And the 40mm also has a min aperture of f/2.8 which makes for some absolutely beautiful bokeh shots, the first was natural morning light, second a side-light - ISO boosted to compensate.

















These are under flash - some tremendous separation with that shallow DOF.


----------



## Declan79

Great lighting experience Gordon

Sent from my GT-N7100 using Tapatalk


----------



## Yrh0413

Gordon those are some superb close-up photos you got there! Excellent lighting and you captured plenty of details, even revealed the flaws on the blue screws.

I miss my 100mm f/2.8 macro... sold all my Canon DSLR setup and went for Fuji x-series; unfortunately the only macro lens in the line-up is the 60mm f/2.4 which is a 1:0.5.
Recently bought an extension tube to bring the magnification to 1:0.8 but still not remotely close to 1:1 magnification... probably need to get another extension tube to get closer.

Some of my shots, taken with the Fuji XF60mm f/2.4 (with and without extension tube) on my aging x-pro1.


----------



## Gordon Fraser

Yrh0413 said:


> Gordon those are some superb close-up photos you got there! Excellent lighting and you captured plenty of details, even revealed the flaws on the blue screws.
> 
> I miss my 100mm f/2.8 macro... sold all my Canon DSLR setup and went for Fuji x-series; unfortunately the only macro lens in the line-up is the 60mm f/2.4 which is a 1:0.5.
> Recently bought an extension tube to bring the magnification to 1:0.8 but still not remotely close to 1:1 magnification... probably need to get another extension tube to get closer.
> 
> Some of my shots, taken with the Fuji XF60mm f/2.4 (with and without extension tube) on my aging x-pro1.


Thank you! Yeah a camera has the unfortunate ability to reveal even the smallest of flaws. The beauty of the 40mm is that I can get 1:1, even if the lens ends up only 35mm from the subject. For me, extension tubes introduce more CA and distortion so I prefer to start with a lens that can get the properties I want without additional bits. If I then want to magnify even closer I can just crop - the D7k is beautiful for that kind of thing, great noise control and sharpness. Again Lightroom does wonders for any further physical and digital flaws like profile adjustments (barrel distortion etc) and CA removal.

(Segmentation dataset excerpts)
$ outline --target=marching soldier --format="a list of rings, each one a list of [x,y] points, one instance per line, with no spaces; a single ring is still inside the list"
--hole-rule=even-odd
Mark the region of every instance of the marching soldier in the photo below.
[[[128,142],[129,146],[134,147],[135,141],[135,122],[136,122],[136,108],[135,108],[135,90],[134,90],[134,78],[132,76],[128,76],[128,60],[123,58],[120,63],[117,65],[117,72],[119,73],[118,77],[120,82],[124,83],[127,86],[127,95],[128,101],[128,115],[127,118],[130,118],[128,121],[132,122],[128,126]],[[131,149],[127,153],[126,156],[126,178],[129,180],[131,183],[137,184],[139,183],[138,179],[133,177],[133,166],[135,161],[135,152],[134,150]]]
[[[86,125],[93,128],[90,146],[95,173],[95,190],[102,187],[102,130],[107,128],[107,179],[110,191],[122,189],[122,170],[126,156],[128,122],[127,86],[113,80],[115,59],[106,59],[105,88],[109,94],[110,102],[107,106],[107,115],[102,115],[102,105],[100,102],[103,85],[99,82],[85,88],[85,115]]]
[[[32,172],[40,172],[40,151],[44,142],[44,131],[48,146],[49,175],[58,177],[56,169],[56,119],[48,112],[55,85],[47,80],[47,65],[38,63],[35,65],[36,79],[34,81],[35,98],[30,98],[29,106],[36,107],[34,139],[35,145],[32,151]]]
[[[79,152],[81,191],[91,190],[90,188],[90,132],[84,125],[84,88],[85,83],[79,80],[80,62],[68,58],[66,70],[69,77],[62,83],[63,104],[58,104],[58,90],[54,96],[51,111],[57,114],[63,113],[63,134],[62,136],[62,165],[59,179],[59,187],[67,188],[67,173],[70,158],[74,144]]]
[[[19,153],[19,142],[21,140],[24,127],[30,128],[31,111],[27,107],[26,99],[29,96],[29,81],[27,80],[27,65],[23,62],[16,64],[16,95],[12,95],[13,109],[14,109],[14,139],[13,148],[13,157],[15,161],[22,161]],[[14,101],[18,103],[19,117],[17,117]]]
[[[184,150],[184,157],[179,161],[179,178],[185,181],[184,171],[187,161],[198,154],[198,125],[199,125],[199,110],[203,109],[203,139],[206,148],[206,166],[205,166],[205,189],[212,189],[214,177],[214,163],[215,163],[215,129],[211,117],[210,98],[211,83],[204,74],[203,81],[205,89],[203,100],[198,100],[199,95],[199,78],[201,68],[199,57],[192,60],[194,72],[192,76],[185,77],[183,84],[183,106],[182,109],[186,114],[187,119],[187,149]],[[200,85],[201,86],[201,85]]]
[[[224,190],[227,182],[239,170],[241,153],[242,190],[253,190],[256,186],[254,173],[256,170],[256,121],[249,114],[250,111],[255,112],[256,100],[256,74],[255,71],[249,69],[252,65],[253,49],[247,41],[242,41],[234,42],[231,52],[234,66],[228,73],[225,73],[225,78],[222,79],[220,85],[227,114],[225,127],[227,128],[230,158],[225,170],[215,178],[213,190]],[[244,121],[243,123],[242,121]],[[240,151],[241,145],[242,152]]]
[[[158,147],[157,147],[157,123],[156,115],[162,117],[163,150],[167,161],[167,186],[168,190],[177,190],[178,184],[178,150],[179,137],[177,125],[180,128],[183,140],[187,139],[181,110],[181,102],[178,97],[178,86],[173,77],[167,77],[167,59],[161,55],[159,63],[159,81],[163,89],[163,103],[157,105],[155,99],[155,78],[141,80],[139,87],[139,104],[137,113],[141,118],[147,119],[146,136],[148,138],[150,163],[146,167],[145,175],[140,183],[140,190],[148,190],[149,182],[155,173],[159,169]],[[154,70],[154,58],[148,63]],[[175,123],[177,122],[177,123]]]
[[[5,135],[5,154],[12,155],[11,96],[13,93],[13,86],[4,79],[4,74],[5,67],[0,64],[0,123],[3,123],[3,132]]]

* [What is asked]:
[A] In the macro photography thread, what magnification does Yrh0413 reach with the extension tube on the Fuji 60mm lens?
[B] Write the next part of the macro photography thread, starting right after its final post.

* [Results of the exercise]:
[A] 1:0.8

[B]
Far too technical for a weekday.


----------



## delicious

Don't do much macro work anymore but definitely like working with a Canon 1Ds Mark III and 100 2.8L macro. Great control and not to much saturation that you start to see in newer Canon bodies.


----------



## Muddy250

Lovely shots there from that 40mm. I use a D300 and a Sigma 150mm f2.8. Opposite reason from Gordon, I like the extra working distance because I only use natural light so I need that space to get it in there.
I too recently bought an X series but have yet to try macro with it. The 60mm is only 0.5 I think but those extension tubes they just released may do the trick. That or a metabones adaptor so I can use my Nikon mount glass.

Few pics.


----------



## Gordon Fraser

Muddy250 said:


> Lovely shots there from that 40mm. I use a D300 and a Sigma 150mm f2.8. Opposite reason from Gordon, I like the extra working distance because I only use natural light so I need that space to get it in there.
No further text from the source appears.